**Task description**
When a line in the entries contains the word "grateful", copy that line in full.

(Saved data entries)

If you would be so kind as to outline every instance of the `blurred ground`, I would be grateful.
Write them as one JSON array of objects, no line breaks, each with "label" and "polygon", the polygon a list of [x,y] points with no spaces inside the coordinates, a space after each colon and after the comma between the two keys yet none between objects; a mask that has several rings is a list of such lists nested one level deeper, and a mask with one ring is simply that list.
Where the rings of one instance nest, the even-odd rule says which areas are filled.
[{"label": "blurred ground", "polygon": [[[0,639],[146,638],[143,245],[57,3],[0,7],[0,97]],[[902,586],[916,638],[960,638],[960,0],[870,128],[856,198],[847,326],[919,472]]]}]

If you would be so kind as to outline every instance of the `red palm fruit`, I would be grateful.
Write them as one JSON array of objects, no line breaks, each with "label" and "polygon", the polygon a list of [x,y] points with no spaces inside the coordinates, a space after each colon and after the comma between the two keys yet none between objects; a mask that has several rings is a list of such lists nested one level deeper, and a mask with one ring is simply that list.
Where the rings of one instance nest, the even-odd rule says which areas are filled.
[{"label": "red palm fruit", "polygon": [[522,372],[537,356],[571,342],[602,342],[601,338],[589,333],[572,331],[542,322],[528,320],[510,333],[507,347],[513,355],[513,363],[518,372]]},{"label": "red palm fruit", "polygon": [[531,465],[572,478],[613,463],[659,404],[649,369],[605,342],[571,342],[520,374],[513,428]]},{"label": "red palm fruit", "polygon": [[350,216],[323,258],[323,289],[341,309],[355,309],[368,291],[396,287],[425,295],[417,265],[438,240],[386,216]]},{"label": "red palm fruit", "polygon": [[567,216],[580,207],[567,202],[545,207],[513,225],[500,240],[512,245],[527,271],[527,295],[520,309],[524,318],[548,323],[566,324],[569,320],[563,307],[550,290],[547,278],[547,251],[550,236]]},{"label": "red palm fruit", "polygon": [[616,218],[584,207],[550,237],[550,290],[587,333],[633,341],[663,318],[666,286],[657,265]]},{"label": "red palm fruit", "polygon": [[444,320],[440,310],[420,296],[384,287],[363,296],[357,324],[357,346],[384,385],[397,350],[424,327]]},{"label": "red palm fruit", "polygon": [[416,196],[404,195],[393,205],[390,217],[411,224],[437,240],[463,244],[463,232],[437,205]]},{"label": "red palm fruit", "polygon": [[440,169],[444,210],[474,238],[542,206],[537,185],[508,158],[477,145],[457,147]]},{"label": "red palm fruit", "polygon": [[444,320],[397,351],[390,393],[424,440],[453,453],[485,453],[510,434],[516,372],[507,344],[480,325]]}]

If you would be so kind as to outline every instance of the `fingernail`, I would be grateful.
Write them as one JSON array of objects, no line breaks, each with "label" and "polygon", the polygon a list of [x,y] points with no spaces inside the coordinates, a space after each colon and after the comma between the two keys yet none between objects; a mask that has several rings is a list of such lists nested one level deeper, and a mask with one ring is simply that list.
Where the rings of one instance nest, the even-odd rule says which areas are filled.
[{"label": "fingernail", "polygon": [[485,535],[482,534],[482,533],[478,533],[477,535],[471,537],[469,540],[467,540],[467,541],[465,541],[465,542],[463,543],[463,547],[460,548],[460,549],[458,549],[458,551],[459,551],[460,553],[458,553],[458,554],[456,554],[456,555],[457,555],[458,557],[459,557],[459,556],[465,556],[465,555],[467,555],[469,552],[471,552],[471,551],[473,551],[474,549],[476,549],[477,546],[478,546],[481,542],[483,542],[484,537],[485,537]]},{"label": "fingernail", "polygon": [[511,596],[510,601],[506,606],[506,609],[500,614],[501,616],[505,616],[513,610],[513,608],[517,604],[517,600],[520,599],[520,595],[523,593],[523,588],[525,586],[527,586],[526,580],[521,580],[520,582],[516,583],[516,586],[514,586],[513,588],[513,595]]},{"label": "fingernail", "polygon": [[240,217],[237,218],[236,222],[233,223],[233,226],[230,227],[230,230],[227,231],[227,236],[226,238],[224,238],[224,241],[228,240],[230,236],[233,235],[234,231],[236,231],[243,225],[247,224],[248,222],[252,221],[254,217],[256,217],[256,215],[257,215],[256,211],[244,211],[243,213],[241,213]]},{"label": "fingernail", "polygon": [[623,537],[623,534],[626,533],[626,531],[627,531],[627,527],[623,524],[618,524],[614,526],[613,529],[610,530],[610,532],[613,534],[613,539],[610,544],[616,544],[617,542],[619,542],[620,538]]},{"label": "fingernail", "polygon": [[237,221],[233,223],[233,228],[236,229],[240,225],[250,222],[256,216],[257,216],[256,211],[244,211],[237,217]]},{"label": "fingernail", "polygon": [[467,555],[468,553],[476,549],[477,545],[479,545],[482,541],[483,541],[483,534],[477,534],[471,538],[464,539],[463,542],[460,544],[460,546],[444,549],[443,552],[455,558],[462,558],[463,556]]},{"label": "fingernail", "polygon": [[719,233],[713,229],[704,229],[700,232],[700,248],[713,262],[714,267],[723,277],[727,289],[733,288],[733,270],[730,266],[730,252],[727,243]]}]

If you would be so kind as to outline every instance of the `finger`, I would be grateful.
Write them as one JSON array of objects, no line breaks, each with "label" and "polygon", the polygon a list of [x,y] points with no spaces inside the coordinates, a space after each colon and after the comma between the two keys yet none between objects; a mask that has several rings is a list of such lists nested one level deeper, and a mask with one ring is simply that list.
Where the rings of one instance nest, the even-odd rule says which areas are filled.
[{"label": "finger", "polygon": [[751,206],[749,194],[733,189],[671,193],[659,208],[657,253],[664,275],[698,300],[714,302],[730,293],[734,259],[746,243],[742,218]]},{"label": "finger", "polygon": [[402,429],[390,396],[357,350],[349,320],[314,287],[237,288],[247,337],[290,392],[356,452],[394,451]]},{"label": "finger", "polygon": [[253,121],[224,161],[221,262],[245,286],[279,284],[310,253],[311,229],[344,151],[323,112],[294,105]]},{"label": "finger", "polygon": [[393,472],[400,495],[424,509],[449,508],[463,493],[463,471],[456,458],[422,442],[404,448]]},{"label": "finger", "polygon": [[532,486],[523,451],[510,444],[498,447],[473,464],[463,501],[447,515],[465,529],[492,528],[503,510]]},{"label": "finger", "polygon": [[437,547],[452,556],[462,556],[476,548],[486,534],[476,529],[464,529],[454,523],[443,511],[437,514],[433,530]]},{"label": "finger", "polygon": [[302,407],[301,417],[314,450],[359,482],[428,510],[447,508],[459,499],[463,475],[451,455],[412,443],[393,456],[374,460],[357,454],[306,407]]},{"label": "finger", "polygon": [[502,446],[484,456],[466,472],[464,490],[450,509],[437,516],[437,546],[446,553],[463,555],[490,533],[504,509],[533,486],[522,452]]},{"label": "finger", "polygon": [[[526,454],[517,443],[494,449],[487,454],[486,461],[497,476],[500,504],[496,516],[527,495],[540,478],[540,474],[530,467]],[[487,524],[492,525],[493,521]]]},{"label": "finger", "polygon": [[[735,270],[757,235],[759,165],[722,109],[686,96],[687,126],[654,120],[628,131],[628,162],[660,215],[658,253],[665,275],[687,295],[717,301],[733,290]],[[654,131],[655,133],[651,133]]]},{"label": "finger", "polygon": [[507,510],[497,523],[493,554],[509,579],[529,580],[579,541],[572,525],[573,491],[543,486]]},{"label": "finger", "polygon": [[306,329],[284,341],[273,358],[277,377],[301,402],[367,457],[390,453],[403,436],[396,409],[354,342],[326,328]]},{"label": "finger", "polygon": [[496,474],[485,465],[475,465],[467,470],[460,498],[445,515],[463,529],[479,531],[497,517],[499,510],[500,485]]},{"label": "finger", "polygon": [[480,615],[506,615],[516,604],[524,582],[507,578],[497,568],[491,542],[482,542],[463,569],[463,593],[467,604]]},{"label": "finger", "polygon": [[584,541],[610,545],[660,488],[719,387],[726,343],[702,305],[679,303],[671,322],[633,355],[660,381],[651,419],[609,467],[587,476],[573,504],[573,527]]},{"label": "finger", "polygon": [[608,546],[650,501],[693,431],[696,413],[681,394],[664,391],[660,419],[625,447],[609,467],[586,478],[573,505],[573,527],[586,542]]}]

**Written reply**
If you would be so kind as to outline every instance of the `blurred ground`, I would be grateful.
If you would be so kind as to outline every instance of the `red palm fruit`, I would be grateful.
If you would be so kind as to outline every instance of the `fingernail`, I would be grateful.
If you would be so kind as to outline every instance of the `finger`, I would be grateful.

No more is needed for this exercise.